+++ Texte du document +++

Index des revues

  • Index des revues

La constitution d'un fonds d'images et d'ouvrages numérisés par la BNF

1996
    ⇓  Autres articles dans la même rubrique  ⇓

    La constitution d'un fonds d'images et d'ouvrages numérisés par la BNF

    Par Valérie Game, Chef du service juridique

    Pour l'accomplissement de ses missions, à savoir notamment : collecter, cataloguer, conserver et enrichir dans tous les champs de la connaissance le patrimoine national dont elle a la charge, assurer l'accès du plus grand nombre aux collections, la BNF utilise les technologies les plus modernes.

    Dans ce cadre, elle est au coeur d'un certain nombre de projets nationaux et internationaux. L'application du droit de la propriété intellectuelle en la matière inquiète. En effet, les enjeux dépassent largement le rôle de la seule BNF. Tout engagement pris par celle-ci dans un domaine où elle agit comme précurseur est susceptible de constituer un précédent pour d'autres institutions.

    Même si toutes les questions soulevées à cette occasion ne sont pas résolues, il est toutefois apparu utile de rappeler comment jusqu'à ce jour la Bibliothèque a procédé et quelle approche elle a retenue, d'une part pour la constitution de son fonds numérique d'images fixes, d'autre part pour celle du fonds numérisé d'ouvrages imprimés. Pour ces deux expériences, vous verrez que si les démarches suivies ont été différentes, les solutions retenues sont en tout cas contractuelles.

    En préalable, il convient de rappeler que les interrogations et solutions évoquées ci-après concernent les oeuvres encore protégées par le droit d'auteur et seulement celles-ci. En effet, pour les oeuvres tombées dans le domaine public, aucune négociation contractuelle n'est nécessaire avec d'éventuels titulaires de droit. Aussi, des réalisations concrètes ont d'ores et déjà été menées, telle par exemple la mise en accès sur Internet d'une base d'images de mille enluminures.

    Ceci ne signifie pas que la constitution de fonds numériques d'oeuvres du domaine public ne doit pas faire l'objet de protection, car en ce dernier cas, la base de données ainsi constituée peut, quant à elle, bénéficier d'une protection propre. Mais il s'agit là d'une tout autre problématique juridique.

    Quelles questions juridiques soulève donc la numérisation d'images ou d'ouvrages et quel est le droit applicable à ces opérations ?

    Le droit applicable

    Pour répondre à cette question, les grands auteurs de la doctrine juridique en matière de propriété intellectuelle (Sirinelli, Gautier, etc.) s'appuient sur le droit existant. Ils estiment, et les pouvoirs publics les ont d'ailleurs suivis dans cette position, qu'on dispose en droit d'auteur de tout l'arsenal juridique nécessaire pour appréhender ces utilisations des oeuvres de l'esprit. Il suffit donc de reprendre les concepts du droit d'auteur et de les appliquer à la situation supposée nouvelle. Un bref rappel des principes généraux du droit d'auteur s'impose donc.

    Les principes généraux du droit d'auteur

    Les conditions au bénéfice de la protection

    Les oeuvres sont protégées, sans considération de :

    • leur genre (littéraire, musical, arts plastiques...) ;
    • leur forme (écrite, orale, dessins...) ;
    • leur mérite (la protection juridique reste indépendante de toute appréciation esthétique) ;
    • leur destination.

+++ Liste fournie +++

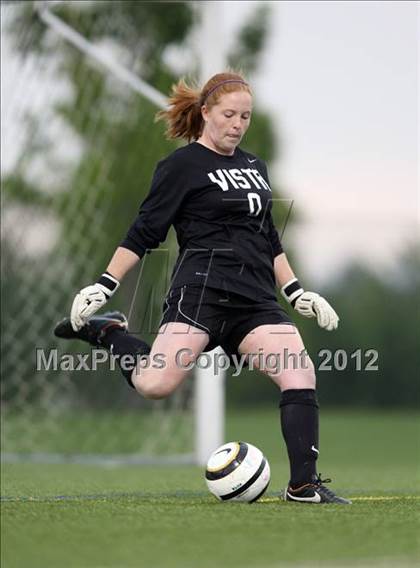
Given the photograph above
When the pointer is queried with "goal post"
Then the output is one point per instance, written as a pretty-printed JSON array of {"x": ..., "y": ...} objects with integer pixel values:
[
  {"x": 210, "y": 391},
  {"x": 37, "y": 406}
]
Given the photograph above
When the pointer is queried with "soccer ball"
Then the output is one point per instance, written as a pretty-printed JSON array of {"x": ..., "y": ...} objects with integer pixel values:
[{"x": 237, "y": 471}]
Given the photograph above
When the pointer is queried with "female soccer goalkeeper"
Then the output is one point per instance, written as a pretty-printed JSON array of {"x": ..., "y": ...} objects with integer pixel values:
[{"x": 218, "y": 198}]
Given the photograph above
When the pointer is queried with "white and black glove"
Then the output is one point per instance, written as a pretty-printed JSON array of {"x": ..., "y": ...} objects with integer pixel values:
[
  {"x": 90, "y": 299},
  {"x": 310, "y": 305}
]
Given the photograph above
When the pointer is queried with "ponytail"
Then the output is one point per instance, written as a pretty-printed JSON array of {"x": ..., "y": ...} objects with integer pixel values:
[{"x": 183, "y": 116}]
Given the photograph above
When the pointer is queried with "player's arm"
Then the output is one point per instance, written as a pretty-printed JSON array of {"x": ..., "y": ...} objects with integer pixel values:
[
  {"x": 149, "y": 229},
  {"x": 307, "y": 304}
]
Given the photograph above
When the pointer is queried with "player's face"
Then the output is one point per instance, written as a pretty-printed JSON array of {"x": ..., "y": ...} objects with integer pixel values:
[{"x": 227, "y": 121}]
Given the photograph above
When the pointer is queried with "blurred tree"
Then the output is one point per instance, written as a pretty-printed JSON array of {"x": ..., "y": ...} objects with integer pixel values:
[{"x": 120, "y": 143}]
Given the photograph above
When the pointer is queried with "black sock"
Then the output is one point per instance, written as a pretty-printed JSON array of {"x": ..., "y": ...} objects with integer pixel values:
[
  {"x": 120, "y": 343},
  {"x": 299, "y": 424}
]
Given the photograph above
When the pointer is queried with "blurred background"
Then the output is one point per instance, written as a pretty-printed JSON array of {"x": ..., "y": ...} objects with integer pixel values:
[{"x": 336, "y": 120}]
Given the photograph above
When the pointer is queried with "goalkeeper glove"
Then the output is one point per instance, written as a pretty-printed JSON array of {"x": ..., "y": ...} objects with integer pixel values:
[
  {"x": 90, "y": 299},
  {"x": 310, "y": 305}
]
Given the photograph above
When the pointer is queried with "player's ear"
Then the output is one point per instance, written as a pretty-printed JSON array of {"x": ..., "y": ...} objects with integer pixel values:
[{"x": 204, "y": 112}]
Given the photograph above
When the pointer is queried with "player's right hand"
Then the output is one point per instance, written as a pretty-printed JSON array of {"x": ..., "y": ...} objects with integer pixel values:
[{"x": 90, "y": 299}]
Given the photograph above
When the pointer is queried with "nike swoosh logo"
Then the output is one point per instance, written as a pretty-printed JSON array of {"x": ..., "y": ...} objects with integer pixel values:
[
  {"x": 228, "y": 450},
  {"x": 316, "y": 498}
]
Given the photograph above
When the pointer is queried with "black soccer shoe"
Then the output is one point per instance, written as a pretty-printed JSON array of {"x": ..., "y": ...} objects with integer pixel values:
[
  {"x": 94, "y": 329},
  {"x": 314, "y": 492}
]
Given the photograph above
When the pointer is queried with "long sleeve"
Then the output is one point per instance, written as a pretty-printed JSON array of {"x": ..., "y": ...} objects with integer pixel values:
[
  {"x": 159, "y": 209},
  {"x": 272, "y": 231}
]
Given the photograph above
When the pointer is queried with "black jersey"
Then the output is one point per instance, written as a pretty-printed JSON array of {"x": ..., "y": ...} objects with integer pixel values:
[{"x": 220, "y": 207}]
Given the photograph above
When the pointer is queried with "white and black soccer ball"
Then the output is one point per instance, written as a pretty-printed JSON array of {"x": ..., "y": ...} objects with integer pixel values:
[{"x": 237, "y": 471}]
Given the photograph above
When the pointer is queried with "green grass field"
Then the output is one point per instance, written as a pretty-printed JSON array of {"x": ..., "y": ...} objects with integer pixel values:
[{"x": 91, "y": 516}]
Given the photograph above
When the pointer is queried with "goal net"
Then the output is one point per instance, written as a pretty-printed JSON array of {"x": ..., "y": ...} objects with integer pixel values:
[{"x": 79, "y": 146}]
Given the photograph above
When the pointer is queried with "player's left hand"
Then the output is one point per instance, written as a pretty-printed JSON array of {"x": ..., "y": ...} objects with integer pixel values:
[{"x": 311, "y": 304}]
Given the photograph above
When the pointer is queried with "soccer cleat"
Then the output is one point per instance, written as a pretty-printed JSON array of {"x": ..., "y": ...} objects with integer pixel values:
[
  {"x": 314, "y": 492},
  {"x": 94, "y": 329}
]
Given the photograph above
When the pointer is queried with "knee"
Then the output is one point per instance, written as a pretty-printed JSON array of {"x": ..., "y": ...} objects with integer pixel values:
[
  {"x": 149, "y": 389},
  {"x": 299, "y": 377}
]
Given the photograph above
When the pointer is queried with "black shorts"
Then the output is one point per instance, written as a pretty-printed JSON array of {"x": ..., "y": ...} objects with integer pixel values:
[{"x": 226, "y": 317}]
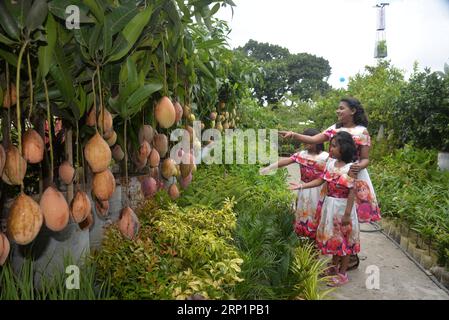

+++

### [Consigne écrite A]
Veuillez reproduire mot pour mot le passage de l'article sur la numérisation à la BNF compris entre "Par Valérie Game, Chef" et "les plus modernes.", ces deux passages inclus.
### [Consigne écrite B]
D'après l'article sur la numérisation à la BNF, qu'a-t-on déjà mis en accès sur Internet à partir d'œuvres du domaine public ?
### [Consigne écrite C]
Expliquez, en vous appuyant sur l'article sur la numérisation à la BNF, pourquoi l'application du droit de la propriété intellectuelle aux projets de la Bibliothèque inquiète.

### [Résultat obtenu A]
Par Valérie Game, Chef du service juridique

    Pour l'accomplissement de ses missions, à savoir notamment : collecter, cataloguer, conserver et enrichir dans tous les champs de la connaissance le patrimoine national dont elle a la charge, assurer l'accès du plus grand nombre aux collections, la BNF utilise les technologies les plus modernes.

### [Résultat obtenu B]
Une base d'images de mille enluminures.

### [Résultat obtenu C]
Les enjeux dépassent largement le rôle de la seule BNF. Comme elle agit en précurseur, tout engagement qu'elle prend est susceptible de constituer un précédent pour d'autres institutions.